> _Tasks to complete_:
a) Quote the Rhoen–Fresenius deal text word for word, starting at "Now a deal seems" and ending at "at ~19 EUR ?".
b) List each distinct amount that the Rhoen–Fresenius deal text writes with the unit EUR.
c) According to the Rhoen–Fresenius deal text, what probability of the deal going through was implied by the market before last week?

> _Text_:
----

Before we knew that Rhoen wanted to sell and Fresenius wanted to buy at around 22,50 EUR (old offer). Initially, before the Fresenius offer, the shares traded at ~15 EUR, which I would define the “undisturbed price” without any control premium. Until last week, the market seems to have valued a rather low probability for the deal going through.

Very simply, the implied probability was around (17,50-15)/(22,50-15) = 1/3 or 33%.

Now a deal seems to be much more likely, but it is unfortunately not as “clean” as the old deal. Instead of getting only cash, one now expects a certain amount of cash plus a remaining “stub”. On the other hand,”all in” the price seems to be even slightly better as the old 22,50 EUR.

So why is the share now trading only at ~19 EUR ?

There are three explanations for this in my opinion:

A) uncertainty the deal is NOT going to happen
B) what will the remaining company (“stub”) be worth ?

----

> _Saved entries_:

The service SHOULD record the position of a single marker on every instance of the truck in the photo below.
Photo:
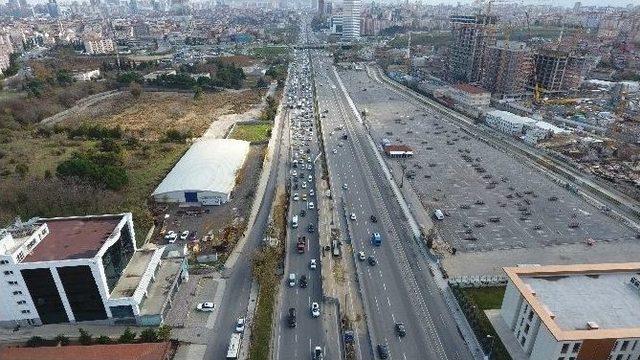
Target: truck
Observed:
(233, 351)
(302, 244)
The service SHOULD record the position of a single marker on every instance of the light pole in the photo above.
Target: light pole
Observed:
(492, 339)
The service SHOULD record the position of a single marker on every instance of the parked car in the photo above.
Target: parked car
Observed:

----

> _Written responses_:
a)
Now a deal seems to be much more likely, but it is unfortunately not as “clean” as the old deal. Instead of getting only cash, one now expects a certain amount of cash plus a remaining “stub”. On the other hand,”all in” the price seems to be even slightly better as the old 22,50 EUR.

So why is the share now trading only at ~19 EUR ?

b) 22,50 EUR; ~15 EUR; ~19 EUR

c) Around 1/3, or 33%.